[Lines for bounding box labeling]

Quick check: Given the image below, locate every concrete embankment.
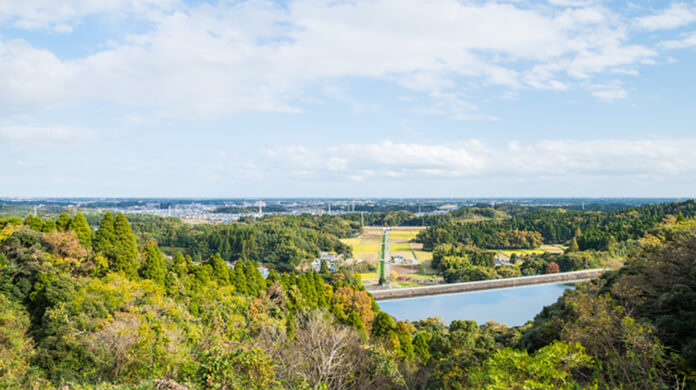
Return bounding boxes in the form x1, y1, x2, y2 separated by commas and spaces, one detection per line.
370, 269, 606, 301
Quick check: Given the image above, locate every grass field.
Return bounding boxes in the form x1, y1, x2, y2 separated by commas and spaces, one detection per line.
493, 249, 546, 257
413, 250, 433, 262
341, 226, 435, 283
358, 272, 377, 280
494, 245, 566, 257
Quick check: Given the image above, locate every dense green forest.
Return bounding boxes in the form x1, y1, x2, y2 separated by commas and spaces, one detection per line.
418, 200, 696, 250
123, 214, 360, 271
0, 203, 696, 389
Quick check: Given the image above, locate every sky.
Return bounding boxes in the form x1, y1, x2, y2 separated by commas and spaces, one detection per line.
0, 0, 696, 198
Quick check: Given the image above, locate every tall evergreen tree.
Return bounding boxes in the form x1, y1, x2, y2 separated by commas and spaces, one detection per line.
109, 213, 138, 276
210, 253, 230, 286
171, 252, 188, 278
319, 260, 329, 276
56, 213, 72, 231
70, 213, 92, 248
568, 237, 580, 252
140, 241, 167, 284
232, 260, 247, 294
94, 212, 116, 256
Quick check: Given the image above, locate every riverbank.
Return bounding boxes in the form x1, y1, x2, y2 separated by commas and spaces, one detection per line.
370, 269, 606, 301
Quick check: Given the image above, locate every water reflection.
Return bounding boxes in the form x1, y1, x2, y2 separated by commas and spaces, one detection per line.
378, 283, 575, 326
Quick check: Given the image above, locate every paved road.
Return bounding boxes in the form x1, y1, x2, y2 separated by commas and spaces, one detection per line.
370, 269, 605, 300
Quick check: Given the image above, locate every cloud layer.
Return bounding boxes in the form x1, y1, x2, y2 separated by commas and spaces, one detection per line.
265, 139, 696, 182
0, 0, 696, 119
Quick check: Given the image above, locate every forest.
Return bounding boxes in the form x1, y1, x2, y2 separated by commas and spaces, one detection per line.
0, 202, 696, 389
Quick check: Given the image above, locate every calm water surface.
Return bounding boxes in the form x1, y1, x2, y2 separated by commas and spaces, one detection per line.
377, 283, 575, 326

Goal: Reproduce the lines from the line with "Quick check: Given the image above, locate every grass" up to and including the line with "0, 203, 696, 389", adding -36 to every bounding box coordinate.

Exercise result:
Quick check: Given the image above, locate every grass field.
Return bounding boxes in the form x1, y1, x2, y2 separated by commas and spaces, one detection per line.
457, 213, 510, 221
377, 214, 397, 226
305, 190, 399, 247
322, 236, 341, 244
458, 209, 530, 221
Quick check: Given the image above, locate every dense green forest.
Return bounding boxes in the form x1, y1, x2, y2 separated by commas and spaces, one detection per line.
382, 164, 660, 214
87, 178, 324, 235
-36, 167, 660, 353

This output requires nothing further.